**WHAT TO PRODUCE**
In the records below, locate the line containing "[trace] group of people on field", then output that line and all later lines exactly, through the last one.

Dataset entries
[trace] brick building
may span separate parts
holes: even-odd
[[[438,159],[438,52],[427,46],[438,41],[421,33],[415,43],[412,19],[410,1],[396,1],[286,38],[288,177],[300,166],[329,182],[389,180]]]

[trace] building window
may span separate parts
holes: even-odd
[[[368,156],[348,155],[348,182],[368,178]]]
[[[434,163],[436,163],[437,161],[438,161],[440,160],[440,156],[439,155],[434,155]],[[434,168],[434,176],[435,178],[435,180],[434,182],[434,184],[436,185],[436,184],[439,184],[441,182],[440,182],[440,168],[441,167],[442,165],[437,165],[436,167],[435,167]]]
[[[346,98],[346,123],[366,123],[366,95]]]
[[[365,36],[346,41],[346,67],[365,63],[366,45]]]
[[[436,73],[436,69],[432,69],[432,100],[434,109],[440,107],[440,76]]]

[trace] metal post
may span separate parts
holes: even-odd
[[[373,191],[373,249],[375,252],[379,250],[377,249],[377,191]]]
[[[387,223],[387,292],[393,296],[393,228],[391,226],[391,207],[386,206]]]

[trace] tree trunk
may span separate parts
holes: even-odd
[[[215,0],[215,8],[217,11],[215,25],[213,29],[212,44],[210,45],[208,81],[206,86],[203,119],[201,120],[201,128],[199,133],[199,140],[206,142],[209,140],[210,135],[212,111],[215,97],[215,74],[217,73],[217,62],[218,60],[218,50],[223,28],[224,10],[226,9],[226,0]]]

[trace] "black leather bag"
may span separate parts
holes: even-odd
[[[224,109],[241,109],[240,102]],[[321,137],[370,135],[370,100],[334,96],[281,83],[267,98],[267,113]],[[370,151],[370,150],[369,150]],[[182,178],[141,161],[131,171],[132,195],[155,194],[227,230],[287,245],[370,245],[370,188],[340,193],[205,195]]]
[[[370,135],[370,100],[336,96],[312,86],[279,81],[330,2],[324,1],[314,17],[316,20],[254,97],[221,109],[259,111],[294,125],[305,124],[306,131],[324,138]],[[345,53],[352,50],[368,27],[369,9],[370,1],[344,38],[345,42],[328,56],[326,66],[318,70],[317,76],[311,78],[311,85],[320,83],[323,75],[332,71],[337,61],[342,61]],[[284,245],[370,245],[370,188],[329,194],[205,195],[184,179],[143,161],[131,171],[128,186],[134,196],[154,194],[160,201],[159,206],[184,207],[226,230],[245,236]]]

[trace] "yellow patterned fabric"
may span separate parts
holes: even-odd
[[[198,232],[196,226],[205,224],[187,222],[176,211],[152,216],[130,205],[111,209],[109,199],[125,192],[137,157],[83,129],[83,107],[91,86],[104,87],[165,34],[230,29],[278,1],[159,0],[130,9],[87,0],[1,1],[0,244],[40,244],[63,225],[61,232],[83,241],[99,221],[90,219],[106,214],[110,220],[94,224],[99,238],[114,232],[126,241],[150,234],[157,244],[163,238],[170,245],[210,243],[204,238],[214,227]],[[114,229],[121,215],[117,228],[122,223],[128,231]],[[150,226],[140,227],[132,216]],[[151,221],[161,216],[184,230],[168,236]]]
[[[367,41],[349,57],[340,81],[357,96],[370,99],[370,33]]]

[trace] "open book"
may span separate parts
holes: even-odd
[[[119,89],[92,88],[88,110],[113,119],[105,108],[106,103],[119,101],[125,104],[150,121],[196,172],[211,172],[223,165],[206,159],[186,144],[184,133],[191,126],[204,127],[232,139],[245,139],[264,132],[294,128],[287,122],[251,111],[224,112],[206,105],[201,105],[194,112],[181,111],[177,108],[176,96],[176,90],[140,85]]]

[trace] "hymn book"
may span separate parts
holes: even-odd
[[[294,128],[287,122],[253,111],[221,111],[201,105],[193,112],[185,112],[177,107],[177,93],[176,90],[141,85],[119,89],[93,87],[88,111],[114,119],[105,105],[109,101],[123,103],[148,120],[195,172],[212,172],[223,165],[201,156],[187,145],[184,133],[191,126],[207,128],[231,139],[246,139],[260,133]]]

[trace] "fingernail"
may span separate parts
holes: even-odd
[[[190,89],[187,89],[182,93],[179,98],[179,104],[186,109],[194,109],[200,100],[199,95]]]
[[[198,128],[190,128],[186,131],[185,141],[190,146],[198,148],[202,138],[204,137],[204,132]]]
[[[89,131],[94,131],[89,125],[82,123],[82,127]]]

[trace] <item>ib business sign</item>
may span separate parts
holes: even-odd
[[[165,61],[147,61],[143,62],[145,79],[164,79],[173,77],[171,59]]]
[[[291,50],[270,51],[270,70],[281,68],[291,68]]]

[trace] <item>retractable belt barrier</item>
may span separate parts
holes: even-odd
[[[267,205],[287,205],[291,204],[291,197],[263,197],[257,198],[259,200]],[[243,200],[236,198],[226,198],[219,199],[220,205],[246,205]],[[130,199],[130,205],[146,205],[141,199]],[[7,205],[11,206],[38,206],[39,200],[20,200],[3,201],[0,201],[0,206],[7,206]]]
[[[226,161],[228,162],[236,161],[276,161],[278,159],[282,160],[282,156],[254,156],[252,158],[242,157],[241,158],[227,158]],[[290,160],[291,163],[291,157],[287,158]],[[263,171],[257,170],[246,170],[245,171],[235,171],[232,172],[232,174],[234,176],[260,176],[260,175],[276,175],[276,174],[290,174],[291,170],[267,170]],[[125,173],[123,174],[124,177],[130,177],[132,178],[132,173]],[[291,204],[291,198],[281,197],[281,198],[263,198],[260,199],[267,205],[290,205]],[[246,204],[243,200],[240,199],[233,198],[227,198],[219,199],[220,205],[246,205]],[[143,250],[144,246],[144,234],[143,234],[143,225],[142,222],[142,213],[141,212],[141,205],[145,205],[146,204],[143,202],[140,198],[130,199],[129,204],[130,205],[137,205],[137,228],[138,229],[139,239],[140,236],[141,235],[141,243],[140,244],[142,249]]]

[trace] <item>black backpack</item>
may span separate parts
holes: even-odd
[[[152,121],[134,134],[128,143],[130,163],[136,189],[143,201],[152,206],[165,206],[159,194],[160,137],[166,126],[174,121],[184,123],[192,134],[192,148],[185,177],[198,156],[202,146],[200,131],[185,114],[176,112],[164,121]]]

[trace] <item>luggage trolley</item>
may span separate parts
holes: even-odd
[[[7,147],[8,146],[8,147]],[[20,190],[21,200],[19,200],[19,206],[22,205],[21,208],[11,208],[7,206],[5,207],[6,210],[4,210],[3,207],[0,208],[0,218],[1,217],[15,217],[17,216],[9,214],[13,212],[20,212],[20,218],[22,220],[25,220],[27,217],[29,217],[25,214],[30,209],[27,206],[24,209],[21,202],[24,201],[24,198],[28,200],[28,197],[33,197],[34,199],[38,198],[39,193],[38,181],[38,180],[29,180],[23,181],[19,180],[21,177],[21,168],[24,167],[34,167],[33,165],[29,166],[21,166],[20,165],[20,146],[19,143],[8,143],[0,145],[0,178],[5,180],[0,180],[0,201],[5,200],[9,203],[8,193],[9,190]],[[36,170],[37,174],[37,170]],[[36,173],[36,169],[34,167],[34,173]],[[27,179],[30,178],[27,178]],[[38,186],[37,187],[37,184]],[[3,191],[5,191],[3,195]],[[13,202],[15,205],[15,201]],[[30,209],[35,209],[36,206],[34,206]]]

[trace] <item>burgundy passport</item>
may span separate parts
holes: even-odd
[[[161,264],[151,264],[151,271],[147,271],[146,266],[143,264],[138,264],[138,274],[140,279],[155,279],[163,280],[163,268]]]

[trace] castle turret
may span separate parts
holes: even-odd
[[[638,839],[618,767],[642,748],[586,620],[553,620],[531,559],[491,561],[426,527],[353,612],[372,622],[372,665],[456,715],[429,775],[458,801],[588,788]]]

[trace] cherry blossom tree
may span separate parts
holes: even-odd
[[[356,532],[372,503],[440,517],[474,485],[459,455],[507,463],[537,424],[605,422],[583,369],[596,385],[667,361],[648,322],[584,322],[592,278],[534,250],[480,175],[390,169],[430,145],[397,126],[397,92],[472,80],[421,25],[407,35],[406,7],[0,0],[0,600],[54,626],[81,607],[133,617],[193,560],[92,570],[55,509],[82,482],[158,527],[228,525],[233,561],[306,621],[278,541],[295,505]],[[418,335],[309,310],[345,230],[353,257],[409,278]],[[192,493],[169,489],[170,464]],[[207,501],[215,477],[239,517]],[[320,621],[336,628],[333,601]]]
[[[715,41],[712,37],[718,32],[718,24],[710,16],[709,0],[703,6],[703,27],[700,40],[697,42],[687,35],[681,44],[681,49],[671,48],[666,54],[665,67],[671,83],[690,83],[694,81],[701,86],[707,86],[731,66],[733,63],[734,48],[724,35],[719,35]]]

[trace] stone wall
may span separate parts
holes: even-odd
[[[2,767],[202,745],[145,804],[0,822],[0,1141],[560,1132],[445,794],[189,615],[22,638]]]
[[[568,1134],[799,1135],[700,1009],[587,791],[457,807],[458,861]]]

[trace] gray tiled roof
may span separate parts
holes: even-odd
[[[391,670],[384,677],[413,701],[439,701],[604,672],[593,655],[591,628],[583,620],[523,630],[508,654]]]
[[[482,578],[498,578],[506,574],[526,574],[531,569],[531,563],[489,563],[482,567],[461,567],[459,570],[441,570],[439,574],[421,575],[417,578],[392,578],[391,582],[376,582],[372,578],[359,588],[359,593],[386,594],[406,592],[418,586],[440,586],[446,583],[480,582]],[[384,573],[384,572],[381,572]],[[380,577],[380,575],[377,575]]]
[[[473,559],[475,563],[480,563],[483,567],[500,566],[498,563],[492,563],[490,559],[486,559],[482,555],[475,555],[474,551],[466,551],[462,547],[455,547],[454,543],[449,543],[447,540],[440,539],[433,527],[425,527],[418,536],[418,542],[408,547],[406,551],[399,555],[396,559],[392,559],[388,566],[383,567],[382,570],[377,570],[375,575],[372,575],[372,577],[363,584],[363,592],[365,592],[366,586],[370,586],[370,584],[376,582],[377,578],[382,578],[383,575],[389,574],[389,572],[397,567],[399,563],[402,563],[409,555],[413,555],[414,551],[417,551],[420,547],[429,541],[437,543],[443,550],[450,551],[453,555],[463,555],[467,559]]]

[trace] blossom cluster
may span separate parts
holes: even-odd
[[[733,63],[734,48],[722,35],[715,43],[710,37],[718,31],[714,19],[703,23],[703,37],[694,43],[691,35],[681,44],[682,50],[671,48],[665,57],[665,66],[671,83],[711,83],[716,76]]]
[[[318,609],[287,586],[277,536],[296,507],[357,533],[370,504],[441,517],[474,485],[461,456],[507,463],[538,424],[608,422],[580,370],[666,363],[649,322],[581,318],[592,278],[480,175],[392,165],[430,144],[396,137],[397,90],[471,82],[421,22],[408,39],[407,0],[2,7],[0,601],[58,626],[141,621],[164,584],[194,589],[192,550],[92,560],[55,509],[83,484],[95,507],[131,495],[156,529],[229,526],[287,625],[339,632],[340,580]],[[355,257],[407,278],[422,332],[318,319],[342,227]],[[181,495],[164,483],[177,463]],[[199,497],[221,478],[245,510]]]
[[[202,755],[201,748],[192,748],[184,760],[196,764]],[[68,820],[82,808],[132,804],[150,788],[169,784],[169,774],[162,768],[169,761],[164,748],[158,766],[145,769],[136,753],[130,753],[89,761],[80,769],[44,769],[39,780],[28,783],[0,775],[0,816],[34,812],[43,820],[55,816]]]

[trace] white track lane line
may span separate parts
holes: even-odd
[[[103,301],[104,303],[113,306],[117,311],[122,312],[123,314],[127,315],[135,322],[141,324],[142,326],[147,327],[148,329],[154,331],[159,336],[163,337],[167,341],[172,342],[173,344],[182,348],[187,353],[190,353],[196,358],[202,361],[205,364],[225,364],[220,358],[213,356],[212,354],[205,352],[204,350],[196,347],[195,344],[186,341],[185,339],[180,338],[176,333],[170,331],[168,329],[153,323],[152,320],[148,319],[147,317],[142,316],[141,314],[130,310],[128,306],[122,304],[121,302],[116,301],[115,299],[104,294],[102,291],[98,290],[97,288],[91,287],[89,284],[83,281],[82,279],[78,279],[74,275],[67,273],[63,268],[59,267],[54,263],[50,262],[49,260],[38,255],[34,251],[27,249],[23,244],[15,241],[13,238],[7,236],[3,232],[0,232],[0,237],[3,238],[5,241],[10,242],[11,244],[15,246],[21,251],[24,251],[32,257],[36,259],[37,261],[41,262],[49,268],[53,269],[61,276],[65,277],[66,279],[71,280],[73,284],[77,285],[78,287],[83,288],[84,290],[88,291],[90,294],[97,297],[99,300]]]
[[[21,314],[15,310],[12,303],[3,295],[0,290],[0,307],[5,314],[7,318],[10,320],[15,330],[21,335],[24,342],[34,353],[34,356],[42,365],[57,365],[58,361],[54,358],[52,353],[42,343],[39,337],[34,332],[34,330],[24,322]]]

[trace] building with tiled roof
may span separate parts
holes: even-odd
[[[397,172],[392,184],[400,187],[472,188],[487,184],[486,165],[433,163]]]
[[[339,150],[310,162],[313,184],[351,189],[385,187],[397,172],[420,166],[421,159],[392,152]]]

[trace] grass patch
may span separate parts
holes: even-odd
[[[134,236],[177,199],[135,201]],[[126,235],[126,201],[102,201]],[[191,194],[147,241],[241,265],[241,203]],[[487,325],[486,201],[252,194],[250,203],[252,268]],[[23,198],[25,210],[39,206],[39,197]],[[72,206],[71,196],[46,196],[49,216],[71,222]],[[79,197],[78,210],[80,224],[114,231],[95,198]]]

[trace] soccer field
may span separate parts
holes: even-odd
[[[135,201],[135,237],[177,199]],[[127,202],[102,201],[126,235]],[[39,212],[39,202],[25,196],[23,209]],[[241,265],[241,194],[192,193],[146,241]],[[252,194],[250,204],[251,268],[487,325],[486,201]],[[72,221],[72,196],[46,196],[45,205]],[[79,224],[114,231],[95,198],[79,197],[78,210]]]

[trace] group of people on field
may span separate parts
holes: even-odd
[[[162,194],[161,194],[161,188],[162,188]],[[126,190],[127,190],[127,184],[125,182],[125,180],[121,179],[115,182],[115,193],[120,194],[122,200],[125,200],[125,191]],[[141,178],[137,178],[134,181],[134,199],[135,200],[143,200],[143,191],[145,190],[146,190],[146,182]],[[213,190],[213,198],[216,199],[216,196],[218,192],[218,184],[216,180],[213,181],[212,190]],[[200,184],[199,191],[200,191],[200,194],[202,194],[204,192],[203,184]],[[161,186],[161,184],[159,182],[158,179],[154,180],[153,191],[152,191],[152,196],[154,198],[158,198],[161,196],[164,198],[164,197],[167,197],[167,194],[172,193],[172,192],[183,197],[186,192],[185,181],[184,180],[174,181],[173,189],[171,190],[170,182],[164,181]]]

**WRITTEN RESPONSE**
[trace] group of people on field
may span separate parts
holes: even-odd
[[[162,194],[161,194],[161,188],[162,188]],[[126,190],[127,190],[127,184],[125,182],[125,180],[121,179],[115,182],[115,193],[120,194],[122,200],[125,200],[125,191]],[[141,178],[137,178],[134,181],[134,199],[135,200],[143,200],[143,191],[145,190],[146,190],[146,182]],[[213,190],[213,198],[216,199],[216,196],[218,192],[218,184],[216,180],[213,181],[212,190]],[[200,184],[199,191],[200,191],[200,194],[202,194],[204,192],[203,184]],[[161,186],[161,184],[159,182],[158,179],[154,180],[153,191],[152,191],[152,196],[154,198],[158,198],[161,196],[164,198],[164,197],[167,197],[167,194],[172,193],[172,192],[183,197],[186,192],[185,181],[184,180],[174,181],[173,189],[171,190],[170,182],[164,181]]]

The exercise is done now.